La paz, un camino en dirección contraria al sentido de época.
Se trata, nos convocan, de pensar los caminos de un dialogo que fecunde paz. Y lo primero que uno advierte es que es un desafío al sentido común, al pensamiento “realista” y “posibilista” (en el peor sentido de estos términos, el de dar por inmodificable la correlación de fuerzas y la Tendencia de Epoca) porque si algo va quedando claro de este mundo post guerra fría y post crisis de los vencedores de la guerra fría; en este mundo que combina toda clase de crisis: económicas, alimentarias, medio ambientales que confluyen en una crisis de dominación imperial sin precedentes en siglos, es que América Latina se convierte -cada día que pasa- en el lugar elegido por el imperialismo norteamericano para librar su batalla final.
El levantamiento del pueblo egipcio es acaso la noticia más importante de la segunda década del siglo nuevo. Cuestiona el status quo de un lugar clave para el Imperio como Medio Oriente y llena de esperanzas la causa del pueblo palestino y toda la gran nación árabe; pero así como Vietnam tuvo mucho más que ver con la tragedia latinoamericana que lo que normalmente se acostumbra pensar, el ciclo de rebeliones árabes -que ya tumbó al gobierno de Túnez y al de Egipto-, (recordemos que antes que alumbraran los nuevos gobiernos progresistas de América Latina, los pueblos tumbaron nueve presidentes en una seguidilla de rebeliones antineoliberales a la cual también aportamos los argentinos con nuestro Diciembre de 2001), puede originar un proceso de cambios similares (si no en la forma , sí en el sentido de perdida de capacidad de hegemonía por parte de los EE.UU.) que paradójicamente, refuercen la obstinación yankee en mantener América Latina como “su” patio trasero, incluso abandonando las “buenas maneras” de las “democracias restringidas” que tuvo que aceptar cuando se agotaron las dictaduras militares; que para eso volvió la Cuarta Flota, reemplazan la base perdida en Ecuador con un despliegue colosal en Colombia y mayor presencia militar en todos lados, como se evidenció aquí mismo con el avión yanqui que venía a “adiestrar” nuestra Policía, como si después de tantos años de Terrorismo de Estado y tantos años de “gatillo fácil” en democracia, los Federales o la Bonaerense necesitaran adiestramiento para reprimir o ejercer el control social sobre los pobres y los jóvenes.

FILAS DE DATOS ::
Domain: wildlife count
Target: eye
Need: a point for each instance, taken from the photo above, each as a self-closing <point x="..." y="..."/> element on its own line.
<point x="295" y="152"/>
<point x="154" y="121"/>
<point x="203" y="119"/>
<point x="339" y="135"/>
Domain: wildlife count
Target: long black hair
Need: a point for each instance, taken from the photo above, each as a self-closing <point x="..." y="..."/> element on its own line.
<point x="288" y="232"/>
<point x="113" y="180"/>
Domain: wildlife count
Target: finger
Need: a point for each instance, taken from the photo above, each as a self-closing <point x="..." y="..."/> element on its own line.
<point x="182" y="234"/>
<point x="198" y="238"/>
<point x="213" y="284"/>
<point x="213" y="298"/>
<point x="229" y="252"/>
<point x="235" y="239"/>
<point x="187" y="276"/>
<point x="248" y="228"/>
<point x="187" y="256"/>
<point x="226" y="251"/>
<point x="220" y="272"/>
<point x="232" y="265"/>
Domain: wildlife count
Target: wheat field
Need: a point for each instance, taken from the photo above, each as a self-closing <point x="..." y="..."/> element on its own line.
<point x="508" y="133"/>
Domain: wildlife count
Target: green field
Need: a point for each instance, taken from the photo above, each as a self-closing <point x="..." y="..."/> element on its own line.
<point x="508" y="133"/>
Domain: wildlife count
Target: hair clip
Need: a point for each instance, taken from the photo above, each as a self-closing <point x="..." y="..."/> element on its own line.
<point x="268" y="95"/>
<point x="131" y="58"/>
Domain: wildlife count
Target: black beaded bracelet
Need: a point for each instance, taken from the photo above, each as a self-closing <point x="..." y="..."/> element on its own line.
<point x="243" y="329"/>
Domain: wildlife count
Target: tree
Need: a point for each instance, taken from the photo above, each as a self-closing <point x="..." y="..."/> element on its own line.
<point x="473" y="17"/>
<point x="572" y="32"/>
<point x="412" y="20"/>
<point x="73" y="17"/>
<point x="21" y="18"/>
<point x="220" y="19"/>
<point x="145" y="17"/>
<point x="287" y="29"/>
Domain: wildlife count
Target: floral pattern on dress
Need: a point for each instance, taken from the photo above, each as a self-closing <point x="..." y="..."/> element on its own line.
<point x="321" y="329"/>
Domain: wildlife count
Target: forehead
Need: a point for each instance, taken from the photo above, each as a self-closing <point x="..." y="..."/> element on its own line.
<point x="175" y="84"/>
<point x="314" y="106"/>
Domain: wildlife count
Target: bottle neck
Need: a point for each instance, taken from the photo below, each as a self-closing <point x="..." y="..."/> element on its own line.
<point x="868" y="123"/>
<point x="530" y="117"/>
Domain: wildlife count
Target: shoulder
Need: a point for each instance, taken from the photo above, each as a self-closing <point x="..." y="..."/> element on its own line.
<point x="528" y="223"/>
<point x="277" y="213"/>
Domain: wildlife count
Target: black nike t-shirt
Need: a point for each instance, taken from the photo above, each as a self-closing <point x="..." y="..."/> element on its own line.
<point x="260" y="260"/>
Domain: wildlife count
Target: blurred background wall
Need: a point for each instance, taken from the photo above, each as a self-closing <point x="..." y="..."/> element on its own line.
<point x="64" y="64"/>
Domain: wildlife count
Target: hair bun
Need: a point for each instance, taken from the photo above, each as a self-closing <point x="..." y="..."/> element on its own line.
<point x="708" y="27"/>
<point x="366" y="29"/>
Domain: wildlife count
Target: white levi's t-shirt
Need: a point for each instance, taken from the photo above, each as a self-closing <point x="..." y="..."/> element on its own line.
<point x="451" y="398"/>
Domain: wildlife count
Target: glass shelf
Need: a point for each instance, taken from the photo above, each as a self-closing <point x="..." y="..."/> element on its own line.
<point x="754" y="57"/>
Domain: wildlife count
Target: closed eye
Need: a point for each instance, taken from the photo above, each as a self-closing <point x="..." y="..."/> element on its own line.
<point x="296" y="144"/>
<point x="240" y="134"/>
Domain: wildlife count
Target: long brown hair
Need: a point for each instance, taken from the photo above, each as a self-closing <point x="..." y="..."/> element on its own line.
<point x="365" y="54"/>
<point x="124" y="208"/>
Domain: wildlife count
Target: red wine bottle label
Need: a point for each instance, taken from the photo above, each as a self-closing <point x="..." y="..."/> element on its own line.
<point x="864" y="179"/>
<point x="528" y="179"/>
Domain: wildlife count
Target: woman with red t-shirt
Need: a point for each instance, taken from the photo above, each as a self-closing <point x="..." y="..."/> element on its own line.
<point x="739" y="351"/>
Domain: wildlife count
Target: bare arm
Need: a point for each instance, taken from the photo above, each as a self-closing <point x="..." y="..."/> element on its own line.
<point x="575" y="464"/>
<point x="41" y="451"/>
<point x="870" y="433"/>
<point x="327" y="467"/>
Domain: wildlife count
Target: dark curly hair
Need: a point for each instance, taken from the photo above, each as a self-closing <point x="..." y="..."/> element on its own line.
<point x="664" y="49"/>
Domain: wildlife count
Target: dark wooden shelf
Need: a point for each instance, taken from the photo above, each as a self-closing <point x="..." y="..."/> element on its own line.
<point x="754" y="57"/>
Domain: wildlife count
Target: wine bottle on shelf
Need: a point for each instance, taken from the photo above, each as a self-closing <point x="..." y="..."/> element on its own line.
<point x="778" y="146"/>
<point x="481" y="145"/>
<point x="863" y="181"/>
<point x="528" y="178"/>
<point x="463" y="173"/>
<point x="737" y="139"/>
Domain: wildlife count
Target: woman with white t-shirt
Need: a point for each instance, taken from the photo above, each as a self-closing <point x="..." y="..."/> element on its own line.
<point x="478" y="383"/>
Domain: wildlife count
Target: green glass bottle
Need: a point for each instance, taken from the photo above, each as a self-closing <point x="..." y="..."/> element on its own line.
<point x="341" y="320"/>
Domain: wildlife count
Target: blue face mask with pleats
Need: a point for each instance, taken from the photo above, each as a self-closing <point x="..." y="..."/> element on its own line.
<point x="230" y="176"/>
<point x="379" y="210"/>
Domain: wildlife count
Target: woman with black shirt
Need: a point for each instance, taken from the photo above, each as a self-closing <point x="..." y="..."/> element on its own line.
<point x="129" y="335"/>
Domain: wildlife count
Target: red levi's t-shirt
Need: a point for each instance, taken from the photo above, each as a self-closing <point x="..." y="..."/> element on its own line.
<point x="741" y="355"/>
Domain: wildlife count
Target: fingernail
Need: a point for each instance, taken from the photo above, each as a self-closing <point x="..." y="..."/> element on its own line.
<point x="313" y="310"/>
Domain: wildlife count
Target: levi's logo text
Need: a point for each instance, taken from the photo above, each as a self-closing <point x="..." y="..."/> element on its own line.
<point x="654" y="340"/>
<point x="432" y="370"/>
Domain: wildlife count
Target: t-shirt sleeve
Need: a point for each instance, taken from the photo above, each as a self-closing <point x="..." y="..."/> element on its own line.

PROBLEMAS Y TAREAS ::
[1] Según el fragmento sobre la paz en América Latina, ¿qué gobiernos ya tumbó el ciclo de rebeliones árabes?
[2] Prosigue el fragmento sobre la paz en América Latina a partir de la última oración que aparece.

RESULTADOS DEL EJERCICIO ::
[1] El de Túnez y el de Egipto.

[2]
Pero nada nos debe desanimar, que estamos celebrando doscientos años de una gesta independentista emprendida cuando en Europa ya había triunfado la Restauración, se destruían las copias de la Declaraciónde los Derechos del Hombre y del Ciudadano y por las capitales del viejo Mundo, el culto y decrépito Viejo Mundo, repartían coronas reales a bajo costo. Animo, que nuestro San Martín nos sigue arengando que para hombres de coraje se han hecho estas empresas.
Y coraje, dignidad, honor y causas nobles no nos faltan.
La victoria y la derrota son más relativas que lo que el Poder cree
En la Argentina se están juzgando (algunos de) los crímenes del Terrorismo de Estado perpetrados durante la última dictadura militar, y hay causas abiertas por los cometidos en el periodo constitucional que desemboca en el 24 de marzo.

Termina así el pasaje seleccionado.